_Exercise input_
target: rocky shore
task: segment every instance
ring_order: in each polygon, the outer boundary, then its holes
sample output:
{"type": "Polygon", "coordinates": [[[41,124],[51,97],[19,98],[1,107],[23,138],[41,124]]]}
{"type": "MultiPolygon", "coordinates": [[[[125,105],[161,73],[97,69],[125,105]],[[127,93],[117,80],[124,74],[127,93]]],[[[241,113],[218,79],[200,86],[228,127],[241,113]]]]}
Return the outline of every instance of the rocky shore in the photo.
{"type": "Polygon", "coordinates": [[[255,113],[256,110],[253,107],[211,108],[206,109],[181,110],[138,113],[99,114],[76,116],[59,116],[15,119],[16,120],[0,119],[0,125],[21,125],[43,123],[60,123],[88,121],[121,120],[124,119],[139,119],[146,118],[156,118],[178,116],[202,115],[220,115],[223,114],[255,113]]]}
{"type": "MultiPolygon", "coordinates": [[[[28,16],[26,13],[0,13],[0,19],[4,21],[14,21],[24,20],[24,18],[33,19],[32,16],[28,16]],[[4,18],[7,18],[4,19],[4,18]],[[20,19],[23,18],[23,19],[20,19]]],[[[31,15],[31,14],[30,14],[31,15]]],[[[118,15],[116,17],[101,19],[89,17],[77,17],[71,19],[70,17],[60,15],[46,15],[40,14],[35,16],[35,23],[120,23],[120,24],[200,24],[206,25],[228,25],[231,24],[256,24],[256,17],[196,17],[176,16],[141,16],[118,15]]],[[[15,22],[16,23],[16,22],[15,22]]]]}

_Description of the task_
Please repeat the material above with "rocky shore" swapped for "sandy beach" and nothing else changed.

_The result_
target: sandy beach
task: segment every instance
ring_order: in each polygon, the outer boundary, then its holes
sample output:
{"type": "Polygon", "coordinates": [[[41,124],[51,97],[19,98],[1,107],[23,138],[41,124]]]}
{"type": "MultiPolygon", "coordinates": [[[[125,105],[161,73],[97,69],[125,105]],[[127,93],[117,80],[124,74],[127,93]]],[[[241,113],[218,79],[200,86],[228,127],[241,113]]]]}
Return the outline of every instance of the sandy beach in the photo.
{"type": "Polygon", "coordinates": [[[255,113],[256,110],[253,107],[211,108],[206,109],[181,110],[138,113],[99,114],[76,116],[59,116],[15,119],[16,120],[0,119],[0,125],[21,125],[43,123],[60,123],[88,121],[121,120],[124,119],[139,119],[146,118],[156,118],[178,116],[202,115],[220,115],[223,114],[255,113]]]}
{"type": "MultiPolygon", "coordinates": [[[[28,16],[26,13],[0,13],[0,19],[4,21],[14,21],[24,20],[24,18],[33,19],[32,16],[28,16]],[[4,18],[7,18],[4,19],[4,18]],[[20,19],[23,18],[23,19],[20,19]]],[[[31,15],[31,14],[30,14],[31,15]]],[[[118,15],[116,17],[101,19],[89,17],[77,17],[71,19],[70,17],[60,15],[46,15],[40,14],[35,16],[35,23],[120,23],[120,24],[200,24],[206,25],[228,25],[231,24],[256,24],[256,17],[196,17],[176,16],[141,16],[118,15]]],[[[15,22],[16,23],[16,22],[15,22]]]]}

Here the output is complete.